Stored data entries
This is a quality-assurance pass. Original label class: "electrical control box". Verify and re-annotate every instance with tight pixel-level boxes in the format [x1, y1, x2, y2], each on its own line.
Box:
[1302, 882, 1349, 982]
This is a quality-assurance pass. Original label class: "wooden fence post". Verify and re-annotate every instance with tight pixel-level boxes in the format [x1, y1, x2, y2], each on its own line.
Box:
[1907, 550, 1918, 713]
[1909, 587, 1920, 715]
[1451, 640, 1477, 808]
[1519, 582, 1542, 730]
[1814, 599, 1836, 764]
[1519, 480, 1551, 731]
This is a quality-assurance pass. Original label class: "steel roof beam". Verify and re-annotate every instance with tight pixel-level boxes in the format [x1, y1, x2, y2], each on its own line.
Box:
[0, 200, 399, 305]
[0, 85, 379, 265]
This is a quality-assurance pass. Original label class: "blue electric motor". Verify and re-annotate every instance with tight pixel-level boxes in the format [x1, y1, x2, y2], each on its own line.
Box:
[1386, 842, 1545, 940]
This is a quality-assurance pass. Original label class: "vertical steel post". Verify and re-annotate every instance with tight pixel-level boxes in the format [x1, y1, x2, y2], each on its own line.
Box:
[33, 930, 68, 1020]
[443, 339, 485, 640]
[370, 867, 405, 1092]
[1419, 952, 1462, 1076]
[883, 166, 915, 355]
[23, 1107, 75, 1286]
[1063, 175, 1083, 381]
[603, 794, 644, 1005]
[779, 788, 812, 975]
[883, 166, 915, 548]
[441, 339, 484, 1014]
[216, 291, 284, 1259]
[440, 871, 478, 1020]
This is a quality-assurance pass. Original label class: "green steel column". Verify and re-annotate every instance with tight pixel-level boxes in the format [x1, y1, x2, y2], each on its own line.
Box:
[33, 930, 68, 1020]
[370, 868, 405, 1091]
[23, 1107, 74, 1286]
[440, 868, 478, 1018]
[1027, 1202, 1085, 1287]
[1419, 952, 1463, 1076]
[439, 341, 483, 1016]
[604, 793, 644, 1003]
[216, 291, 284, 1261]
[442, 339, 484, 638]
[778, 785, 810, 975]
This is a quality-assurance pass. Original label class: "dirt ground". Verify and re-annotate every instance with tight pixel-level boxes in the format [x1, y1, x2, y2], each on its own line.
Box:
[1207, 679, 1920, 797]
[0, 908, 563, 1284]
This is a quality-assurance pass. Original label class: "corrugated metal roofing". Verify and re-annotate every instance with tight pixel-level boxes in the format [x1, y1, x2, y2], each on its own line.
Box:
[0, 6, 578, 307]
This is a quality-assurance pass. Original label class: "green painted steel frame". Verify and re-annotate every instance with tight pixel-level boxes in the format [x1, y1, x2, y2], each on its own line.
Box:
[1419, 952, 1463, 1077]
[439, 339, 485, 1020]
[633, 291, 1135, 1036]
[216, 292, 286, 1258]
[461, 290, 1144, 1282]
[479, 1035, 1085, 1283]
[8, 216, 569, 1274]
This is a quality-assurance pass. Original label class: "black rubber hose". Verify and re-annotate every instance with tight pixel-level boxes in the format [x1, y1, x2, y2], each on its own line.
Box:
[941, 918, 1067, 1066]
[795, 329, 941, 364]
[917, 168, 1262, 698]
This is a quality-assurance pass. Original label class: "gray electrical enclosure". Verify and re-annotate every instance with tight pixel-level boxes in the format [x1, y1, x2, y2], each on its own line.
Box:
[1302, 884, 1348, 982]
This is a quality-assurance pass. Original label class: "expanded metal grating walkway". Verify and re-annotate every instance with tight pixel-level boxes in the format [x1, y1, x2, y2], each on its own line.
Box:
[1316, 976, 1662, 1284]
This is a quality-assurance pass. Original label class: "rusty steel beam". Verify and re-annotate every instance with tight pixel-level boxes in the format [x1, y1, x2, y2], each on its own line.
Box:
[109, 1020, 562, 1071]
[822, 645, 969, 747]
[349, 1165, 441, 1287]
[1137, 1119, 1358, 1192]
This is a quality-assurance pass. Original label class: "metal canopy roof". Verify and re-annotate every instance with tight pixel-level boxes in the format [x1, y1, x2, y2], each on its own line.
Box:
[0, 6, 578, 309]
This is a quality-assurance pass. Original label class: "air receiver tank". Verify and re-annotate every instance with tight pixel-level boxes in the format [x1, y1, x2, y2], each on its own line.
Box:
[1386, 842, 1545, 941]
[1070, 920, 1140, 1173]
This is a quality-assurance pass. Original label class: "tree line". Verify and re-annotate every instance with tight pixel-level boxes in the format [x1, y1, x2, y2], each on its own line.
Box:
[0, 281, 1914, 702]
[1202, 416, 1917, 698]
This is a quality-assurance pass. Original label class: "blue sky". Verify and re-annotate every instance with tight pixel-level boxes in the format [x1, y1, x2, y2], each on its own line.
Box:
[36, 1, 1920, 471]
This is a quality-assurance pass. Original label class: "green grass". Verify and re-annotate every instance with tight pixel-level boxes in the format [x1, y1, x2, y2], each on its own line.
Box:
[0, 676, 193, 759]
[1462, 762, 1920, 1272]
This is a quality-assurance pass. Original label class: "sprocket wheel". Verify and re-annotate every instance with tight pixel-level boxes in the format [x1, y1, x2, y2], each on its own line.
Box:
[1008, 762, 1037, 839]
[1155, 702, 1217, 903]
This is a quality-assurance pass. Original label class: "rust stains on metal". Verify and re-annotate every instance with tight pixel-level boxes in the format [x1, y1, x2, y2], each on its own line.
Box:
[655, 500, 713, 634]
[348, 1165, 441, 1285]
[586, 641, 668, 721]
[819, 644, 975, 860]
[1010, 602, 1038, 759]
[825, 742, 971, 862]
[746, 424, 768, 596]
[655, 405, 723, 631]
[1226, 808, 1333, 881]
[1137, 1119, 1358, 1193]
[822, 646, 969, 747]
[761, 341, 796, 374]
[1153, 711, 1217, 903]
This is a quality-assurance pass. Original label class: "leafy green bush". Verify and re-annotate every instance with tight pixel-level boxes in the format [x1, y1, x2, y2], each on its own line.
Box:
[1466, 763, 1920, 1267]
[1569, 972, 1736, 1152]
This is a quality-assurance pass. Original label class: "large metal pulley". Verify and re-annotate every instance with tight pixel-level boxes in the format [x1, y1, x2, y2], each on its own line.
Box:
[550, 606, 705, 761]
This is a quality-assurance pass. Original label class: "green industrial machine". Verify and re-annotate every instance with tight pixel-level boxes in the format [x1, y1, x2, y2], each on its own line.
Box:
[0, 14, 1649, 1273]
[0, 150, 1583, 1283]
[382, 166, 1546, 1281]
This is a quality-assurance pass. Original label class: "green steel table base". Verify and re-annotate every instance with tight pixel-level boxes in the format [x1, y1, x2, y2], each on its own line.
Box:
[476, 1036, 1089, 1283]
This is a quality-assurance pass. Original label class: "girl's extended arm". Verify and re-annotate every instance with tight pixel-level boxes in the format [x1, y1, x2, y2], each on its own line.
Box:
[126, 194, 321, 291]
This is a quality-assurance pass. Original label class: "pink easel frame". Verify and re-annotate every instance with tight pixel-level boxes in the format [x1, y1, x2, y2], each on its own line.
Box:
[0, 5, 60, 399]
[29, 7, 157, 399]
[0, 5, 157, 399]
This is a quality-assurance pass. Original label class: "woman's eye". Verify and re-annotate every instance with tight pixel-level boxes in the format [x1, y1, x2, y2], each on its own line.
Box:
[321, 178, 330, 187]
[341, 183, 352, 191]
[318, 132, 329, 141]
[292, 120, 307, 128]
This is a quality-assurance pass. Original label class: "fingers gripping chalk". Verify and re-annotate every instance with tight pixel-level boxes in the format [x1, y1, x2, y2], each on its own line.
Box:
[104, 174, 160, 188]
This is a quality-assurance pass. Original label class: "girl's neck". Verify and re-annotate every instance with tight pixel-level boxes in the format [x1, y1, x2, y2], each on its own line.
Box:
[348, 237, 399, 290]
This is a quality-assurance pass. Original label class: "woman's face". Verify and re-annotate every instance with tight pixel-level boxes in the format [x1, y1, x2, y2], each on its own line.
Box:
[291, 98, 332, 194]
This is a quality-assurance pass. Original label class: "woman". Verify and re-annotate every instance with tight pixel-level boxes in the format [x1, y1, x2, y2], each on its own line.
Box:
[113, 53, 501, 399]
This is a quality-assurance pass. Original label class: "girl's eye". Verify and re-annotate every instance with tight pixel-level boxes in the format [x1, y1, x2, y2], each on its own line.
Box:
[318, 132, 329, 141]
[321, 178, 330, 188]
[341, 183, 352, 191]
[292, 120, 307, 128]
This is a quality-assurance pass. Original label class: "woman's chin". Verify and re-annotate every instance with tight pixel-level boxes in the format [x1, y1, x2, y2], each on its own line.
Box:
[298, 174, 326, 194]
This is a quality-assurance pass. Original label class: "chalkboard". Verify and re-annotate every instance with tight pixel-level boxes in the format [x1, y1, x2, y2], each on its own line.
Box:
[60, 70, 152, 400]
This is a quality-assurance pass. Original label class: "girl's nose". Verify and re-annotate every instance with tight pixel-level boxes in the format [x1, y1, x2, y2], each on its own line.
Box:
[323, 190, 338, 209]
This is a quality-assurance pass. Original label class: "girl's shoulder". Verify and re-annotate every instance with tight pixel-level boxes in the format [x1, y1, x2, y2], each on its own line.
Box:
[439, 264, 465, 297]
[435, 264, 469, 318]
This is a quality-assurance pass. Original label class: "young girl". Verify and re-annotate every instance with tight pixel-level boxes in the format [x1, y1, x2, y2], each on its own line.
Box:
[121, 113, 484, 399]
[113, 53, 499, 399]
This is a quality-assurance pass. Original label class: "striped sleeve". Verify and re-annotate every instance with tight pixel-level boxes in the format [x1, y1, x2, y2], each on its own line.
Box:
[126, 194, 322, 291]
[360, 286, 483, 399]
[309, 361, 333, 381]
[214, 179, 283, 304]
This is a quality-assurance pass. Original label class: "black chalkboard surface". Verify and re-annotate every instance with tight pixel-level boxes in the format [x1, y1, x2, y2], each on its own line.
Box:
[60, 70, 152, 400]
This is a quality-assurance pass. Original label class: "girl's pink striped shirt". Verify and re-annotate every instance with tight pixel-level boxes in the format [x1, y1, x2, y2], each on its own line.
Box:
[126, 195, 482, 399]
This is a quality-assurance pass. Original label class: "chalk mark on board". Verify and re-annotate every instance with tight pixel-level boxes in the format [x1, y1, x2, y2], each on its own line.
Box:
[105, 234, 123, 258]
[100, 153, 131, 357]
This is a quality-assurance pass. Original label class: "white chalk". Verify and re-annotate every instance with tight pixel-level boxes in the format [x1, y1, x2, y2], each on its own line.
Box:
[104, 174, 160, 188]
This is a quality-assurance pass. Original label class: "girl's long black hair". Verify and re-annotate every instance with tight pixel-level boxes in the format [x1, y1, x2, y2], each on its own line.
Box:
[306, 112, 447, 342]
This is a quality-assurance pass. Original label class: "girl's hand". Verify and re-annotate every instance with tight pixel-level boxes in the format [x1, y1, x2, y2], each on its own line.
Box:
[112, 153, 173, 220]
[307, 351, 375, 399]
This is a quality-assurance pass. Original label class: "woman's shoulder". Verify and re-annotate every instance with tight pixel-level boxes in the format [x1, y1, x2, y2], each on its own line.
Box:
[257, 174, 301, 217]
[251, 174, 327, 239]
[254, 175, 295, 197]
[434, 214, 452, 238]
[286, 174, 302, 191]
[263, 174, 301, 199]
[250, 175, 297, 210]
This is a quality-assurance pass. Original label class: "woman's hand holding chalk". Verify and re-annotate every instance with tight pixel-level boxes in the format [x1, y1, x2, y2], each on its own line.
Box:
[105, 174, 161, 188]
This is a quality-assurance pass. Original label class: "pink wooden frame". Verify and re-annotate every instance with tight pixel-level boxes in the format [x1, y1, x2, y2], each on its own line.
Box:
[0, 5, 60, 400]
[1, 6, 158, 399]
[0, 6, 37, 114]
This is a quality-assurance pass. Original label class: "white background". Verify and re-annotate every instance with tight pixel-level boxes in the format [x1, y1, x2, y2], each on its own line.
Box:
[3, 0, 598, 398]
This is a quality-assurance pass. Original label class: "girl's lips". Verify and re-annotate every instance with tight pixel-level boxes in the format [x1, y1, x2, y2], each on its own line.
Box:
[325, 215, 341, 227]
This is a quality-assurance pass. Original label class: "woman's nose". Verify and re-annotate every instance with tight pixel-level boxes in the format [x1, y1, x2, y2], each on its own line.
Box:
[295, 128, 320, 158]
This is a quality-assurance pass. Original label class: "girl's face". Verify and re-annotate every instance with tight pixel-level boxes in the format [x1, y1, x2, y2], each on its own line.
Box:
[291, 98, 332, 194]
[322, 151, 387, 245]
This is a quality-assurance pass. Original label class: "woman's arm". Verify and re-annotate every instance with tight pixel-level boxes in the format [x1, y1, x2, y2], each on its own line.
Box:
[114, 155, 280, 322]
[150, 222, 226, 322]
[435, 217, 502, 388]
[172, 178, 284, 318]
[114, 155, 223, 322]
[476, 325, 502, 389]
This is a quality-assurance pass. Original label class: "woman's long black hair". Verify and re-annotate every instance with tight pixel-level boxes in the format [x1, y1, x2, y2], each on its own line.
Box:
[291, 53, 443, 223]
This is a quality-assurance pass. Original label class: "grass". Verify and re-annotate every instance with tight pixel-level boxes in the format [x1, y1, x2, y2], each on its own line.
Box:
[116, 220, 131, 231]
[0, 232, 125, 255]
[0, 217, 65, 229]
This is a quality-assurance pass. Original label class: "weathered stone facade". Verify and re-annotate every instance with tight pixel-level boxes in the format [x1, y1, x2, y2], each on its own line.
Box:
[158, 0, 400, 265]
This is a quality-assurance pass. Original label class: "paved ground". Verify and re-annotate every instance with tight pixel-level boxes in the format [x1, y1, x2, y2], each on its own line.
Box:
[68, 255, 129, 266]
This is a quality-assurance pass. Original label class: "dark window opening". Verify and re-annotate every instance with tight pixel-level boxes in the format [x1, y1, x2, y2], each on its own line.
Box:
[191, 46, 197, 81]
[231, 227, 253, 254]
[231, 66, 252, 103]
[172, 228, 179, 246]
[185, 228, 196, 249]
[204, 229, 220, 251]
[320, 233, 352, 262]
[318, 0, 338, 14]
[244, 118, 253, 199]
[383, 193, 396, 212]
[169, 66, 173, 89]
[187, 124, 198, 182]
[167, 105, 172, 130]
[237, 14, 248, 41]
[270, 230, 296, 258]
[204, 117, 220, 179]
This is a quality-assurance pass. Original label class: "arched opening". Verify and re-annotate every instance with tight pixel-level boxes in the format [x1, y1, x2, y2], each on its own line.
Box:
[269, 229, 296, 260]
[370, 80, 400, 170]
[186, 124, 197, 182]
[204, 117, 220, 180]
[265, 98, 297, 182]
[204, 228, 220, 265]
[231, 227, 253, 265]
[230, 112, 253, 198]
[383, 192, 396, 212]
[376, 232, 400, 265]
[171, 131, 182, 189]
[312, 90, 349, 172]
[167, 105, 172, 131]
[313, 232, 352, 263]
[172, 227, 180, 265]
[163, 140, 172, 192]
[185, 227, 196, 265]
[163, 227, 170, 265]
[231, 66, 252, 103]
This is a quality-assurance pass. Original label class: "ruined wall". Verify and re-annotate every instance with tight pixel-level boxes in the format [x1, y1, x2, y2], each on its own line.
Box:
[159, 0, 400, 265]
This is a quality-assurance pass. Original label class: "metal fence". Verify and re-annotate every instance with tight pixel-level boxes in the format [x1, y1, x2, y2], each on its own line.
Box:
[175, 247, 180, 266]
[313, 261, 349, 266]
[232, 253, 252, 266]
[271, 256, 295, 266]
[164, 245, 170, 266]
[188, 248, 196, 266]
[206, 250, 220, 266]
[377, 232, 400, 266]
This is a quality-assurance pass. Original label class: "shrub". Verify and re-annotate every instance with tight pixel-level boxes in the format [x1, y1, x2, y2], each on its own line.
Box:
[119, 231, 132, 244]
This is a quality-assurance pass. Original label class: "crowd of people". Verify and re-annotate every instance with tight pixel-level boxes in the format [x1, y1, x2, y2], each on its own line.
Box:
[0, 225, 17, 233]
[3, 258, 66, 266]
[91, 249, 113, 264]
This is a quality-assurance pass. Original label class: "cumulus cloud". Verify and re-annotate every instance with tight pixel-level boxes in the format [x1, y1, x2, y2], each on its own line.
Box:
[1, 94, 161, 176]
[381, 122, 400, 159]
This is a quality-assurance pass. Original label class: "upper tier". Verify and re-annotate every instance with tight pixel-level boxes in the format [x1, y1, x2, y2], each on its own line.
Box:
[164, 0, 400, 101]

* [Work instructions]
Whichever lines of the records above hold the word "post" should all be copied out.

* [Task output]
This is a quality-assurance pass. Original label class: "wooden fence post". Verify and re-annotate every instance with tight pixel-level boxes in the format [x1, y1, x2, y2], each on its own line.
This is a quality-assurance pass. Original label class: "vertical steel post". Verify and re-annotate every instance with tight pixel-level boxes in the format [x1, y1, x2, y2], each on its own line.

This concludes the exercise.